# TRECHO FORNECIDO:
Cientificamente falando, não sabemos lidar com muitas opções. Não sou eu que digo, é a neurociência. O cardápio que fica à tua disposição é vasto e tu nunca escolhes.

A escolha, meus queridos, se tornou privilégio. Descobri isso dia desses.

Mentira, foi há uns 5 anos, quase. Mas descobri que a escolha certa tem um impacto grande. É compromisso grande. E quase ninguém tá preparado, ainda.

Quase ninguém tá preparado pro privilégio que é o amor. Privilégio cheio de trabalho.

Eu sempre achei que o amor fosse uma questão de humanas, mas é muito mais de exatas. Bem, eu entendi que é mais simples viver o amor quando a gente racionaliza ele. 


-É o que, pô?


-Calma, deixa eu explicar: tudo o que é simples dá trabalho. Já fizesse um slogan? Dá um trabalho do caralho colocar 3 palavras numa frase e o resultado ficar espetacular. É simples, e deu um trabalho danado.


-Fazer slogan é complexo e você sabe disso.


-Dá trabalho, mas o resultado é simples. Foque no resultado. O fato é que ninguém aceita que dá trabalho, e aí romantizam as situações. 


-Romantizam fazer slogan?


-Não, romantizam o amor. Quando a gente deixa as coisas mais práticas, funcionais e transparentes, o terreno fica fértil pro desenvolvimento de qualquer coisa. Pronto, pra fazer um slogan, você não espera a iluminação divina, você testa.


-Que nem no amor. A gente sai testando até conseguir a pessoa certa.


-É, talvez. Mas é diferente. Existe uma diferença entre sair jogando palavras soltas num papel e ter um motivo pra sair jogando as palavras soltas num papel.


-Tudo bem, continue.


-O problema é que a gente não sabe - e não quer - escolher o que dá trabalho.

Vejam bem, voltando pra questão do romantismo: ele não presta no longo prazo. Os lindos botões de flores que você recebe, murcham no outro dia. É fugaz. Embeleza e perfuma o espaço, mas vira lixo logo em seguida. E aí entra a história do funcionalismo.


-Não acredito que tu tá colocando produtividade no meio do rolê...


-Não é produtividade. É eficiência. As pessoas complicam relações que poderiam ser mais simples e transparentes. Ter um foco, um objetivo.


-Já tá racionalizando demais...


-Tudo na vida tem um objetivo. Até nossas escolhas emocionais - já que todas elas são emocionais - tem uma finalidade. O negócio é que raramente se verbaliza essa necessidade.


-Não tô entendendo.

# EXERCÍCIO:
Dê sequência ao texto acima sobre o amor como escolha que dá trabalho, começando logo após a última fala.

# INFORMAÇÕES FORNECIDAS:
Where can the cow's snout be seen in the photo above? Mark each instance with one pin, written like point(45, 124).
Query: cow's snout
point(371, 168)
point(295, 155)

# RESULTADO DO EXERCÍCIO:
-As pessoas poderiam ser mais sinceras. Acho engraçado que puta virou xingamento, só que é um trabalho até louvável. Nada mais é que uma troca clara por dinheiro. Hoje as pessoas ficam com medo de nomear os relacionamentos por medo de serem julgados, talvez? Eu acho que é por não saberem o que querem. E aí entra a questão da escolha. Que ninguém sabe escolher direito. E não está pronto para o privilégio nem para o trabalho que dá construir o amor. E essa palavrinha se torna algo inalcançável, justamente porque romantizam demais ela. Deveriam tratar o amor menos como uma flor que morre no outro dia e mais como um edifício.


-Como assim?


-Dá um trabalho da porra montar um prédio.


-E são muitas pessoas construindo.


-Sim, cada uma com um papel bem definido. Mas o fato é que um prédio lindo, que dura e que não desaba com qualquer vento, tem muita técnica envolvida.


-Peraí, o amor é um prédio?


-É.


-E precisa de técnica pra amar, é? Prooonto.


-É, bebê. Nem todo mundo sabe amar. Nem todo mundo tá preparado pra isso. Como nem todo mundo sabe construir prédio.


-E qual a faculdade do amor?


-Não tem. Nem tem prova. Mas tem uns indicadores-chave que fazem a pessoa saber que tá indo no caminho certo. Principalmente se for um relacionamento a dois, porque esses indicadores servem também pro amor próprio.


-Não acredito nisso, não. Tá de brincadeira né?


-Cuidado, admiração, respeito. Esses são os principais.


-Mas isso eu já sabia. 


-Mas quase ninguém coloca em prática. Você sabe, mas se seus níveis de cuidado, respeito e admiração estiverem em baixa, não tem santo no mundo que faça esse projeto dar certo. E no relacionamento de dois, os dois precisam estar equilibrados.


-E como vamos saber disso?


-Alinhamentos trimestrais.


-Puta merda, é sério isso?


-Tu já viu um projeto dar certo sem acompanhamento? Eu tô falando sério, dá trabalho. E por isso que eu digo: quase ninguém tá preparado.


-Você disse que era simples.


-Mas que também era trabalhoso. Construir um prédio, pra quem tá disposto a isso - ou seja, fez faculdade, cursos, se capacitou, foi atrás dos melhores... É simples. Tem um passo a passo pra ser feito. Obviamente a rotina demanda alguns desgastes, que dão trabalho. Mesma coisa nos relacionamentos. Se você fica esperando que o amor desabroche como um botão de rosa, boa sorte meu querido. É mais planejamento e ação do que forças do acaso.


-Então o amor é um prédio.


-É, um prédio.


-E fazer um prédio é simples?


-Ok, talvez não seja tão simples, não sou engenheiro. Mas é mais fácil construir um prédio do que gerenciar uma agência de publicidade.


-Qualquer coisa é menos complexa que isso.


-Então o amor é um prédio e pronto.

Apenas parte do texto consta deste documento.